PROBLEM DETAILS :: The answer consists solely of the data below, reproduced exactly.

RECORDS FOR THIS EXERCISE ::
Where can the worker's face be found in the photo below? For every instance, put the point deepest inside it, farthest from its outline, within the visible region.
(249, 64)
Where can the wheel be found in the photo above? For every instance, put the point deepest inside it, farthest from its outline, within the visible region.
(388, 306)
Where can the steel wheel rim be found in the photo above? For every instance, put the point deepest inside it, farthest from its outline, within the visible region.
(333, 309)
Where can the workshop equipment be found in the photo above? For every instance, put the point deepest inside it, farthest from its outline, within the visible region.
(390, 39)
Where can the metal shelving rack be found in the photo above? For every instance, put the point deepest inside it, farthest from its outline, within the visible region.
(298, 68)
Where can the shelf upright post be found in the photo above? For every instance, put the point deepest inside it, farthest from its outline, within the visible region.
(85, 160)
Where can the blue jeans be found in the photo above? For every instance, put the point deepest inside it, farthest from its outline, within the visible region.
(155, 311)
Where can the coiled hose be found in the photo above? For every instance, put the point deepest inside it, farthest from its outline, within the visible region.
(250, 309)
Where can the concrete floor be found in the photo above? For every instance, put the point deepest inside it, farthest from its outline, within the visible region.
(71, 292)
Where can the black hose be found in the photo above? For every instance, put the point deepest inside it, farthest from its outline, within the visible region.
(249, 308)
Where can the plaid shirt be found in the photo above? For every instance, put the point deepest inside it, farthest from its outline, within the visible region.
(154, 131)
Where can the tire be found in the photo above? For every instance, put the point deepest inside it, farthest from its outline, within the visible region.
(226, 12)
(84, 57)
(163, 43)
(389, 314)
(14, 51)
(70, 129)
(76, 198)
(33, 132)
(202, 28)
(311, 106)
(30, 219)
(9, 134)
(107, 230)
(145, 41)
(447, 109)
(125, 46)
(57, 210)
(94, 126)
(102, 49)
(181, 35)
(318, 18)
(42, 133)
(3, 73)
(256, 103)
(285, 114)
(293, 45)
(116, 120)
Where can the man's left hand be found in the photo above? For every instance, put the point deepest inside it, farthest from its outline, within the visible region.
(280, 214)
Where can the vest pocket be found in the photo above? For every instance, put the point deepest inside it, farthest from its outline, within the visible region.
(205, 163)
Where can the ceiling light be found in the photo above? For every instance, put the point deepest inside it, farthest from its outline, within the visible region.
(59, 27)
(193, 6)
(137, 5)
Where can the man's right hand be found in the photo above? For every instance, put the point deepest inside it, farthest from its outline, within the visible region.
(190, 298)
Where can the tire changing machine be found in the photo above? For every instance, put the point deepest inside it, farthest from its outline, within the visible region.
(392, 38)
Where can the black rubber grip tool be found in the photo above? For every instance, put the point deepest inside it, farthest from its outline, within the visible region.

THE COMPLETED TASK ::
Where can the worker's face be found in the photo below? For every instance, put the point deepest inside it, farthest from its outline, within the visible region.
(249, 64)
Where can the wheel be found in the photo above? For every instance, put the point deepest inside it, farthest from its outline, within the visible region.
(388, 306)
Where can the steel wheel rim be found in the photo above? For every instance, put the point deepest inside it, farthest from its outline, within the visible region.
(333, 309)
Where can the workshop equipment be found in the photo above? For every instance, put the point deepest inside it, farthest from its outline, within the visible region.
(390, 39)
Where can the metal shelving rack be found in the photo above? For every instance, put the point deepest inside it, farthest from its outline, within the visible region.
(298, 68)
Where can the shelf upright post be found in the photo above? For every instance, put the point deepest inside it, farthest from its outline, within the visible region.
(85, 160)
Where can the blue jeans be found in the photo above? For every instance, put the point deepest inside it, farthest from its outline, within the visible region.
(155, 311)
Where can the coiled hose be found in the photo above? For every instance, put the point deepest inside it, farthest from its outline, within the visible region.
(250, 309)
Where can the concrete floor be found in the photo above? For every instance, put the point deepest inside it, farthest from its outline, within the visible region.
(71, 292)
Where can the black hose be found in the photo above? For every instance, put the point deepest inside it, farthest from its outline, within the visible region.
(249, 308)
Where can the plaid shirt be found in the photo above? For every instance, put the point deepest inside it, farthest from its outline, within the visible region.
(154, 131)
Where can the tire be found in the photo above? For every instance, put the point deepest inside it, farthest from its outline, within the visible region.
(226, 12)
(84, 57)
(163, 43)
(389, 314)
(14, 51)
(70, 129)
(76, 198)
(33, 132)
(202, 28)
(311, 106)
(30, 219)
(9, 134)
(107, 230)
(145, 41)
(447, 109)
(125, 46)
(57, 210)
(94, 126)
(102, 49)
(181, 35)
(318, 18)
(42, 133)
(3, 73)
(256, 103)
(285, 114)
(293, 45)
(116, 120)
Where can the man's left hand be found in the photo above? For every instance, put the point deepest inside it, farthest from its outline, within the visible region.
(280, 214)
Where can the vest pocket be found in the photo above? For every instance, put the point deepest inside it, farthest from its outline, within the visible region.
(205, 163)
Where can the ceiling light be found in the photo above? For every instance, put the point deepest inside it, farthest from its outline, within the visible region.
(59, 27)
(193, 6)
(137, 5)
Where can the man's right hand be found in the photo above? For every instance, put the point deepest inside it, farthest from its outline, within the visible region.
(190, 298)
Where can the tire changing machine be found in the photo above? For every instance, put the point deepest inside it, farthest from its outline, within the visible region.
(392, 38)
Where can the black rubber grip tool be found in the photo above? For every instance, put the point deepest inside it, farthest from its outline, within the visible region.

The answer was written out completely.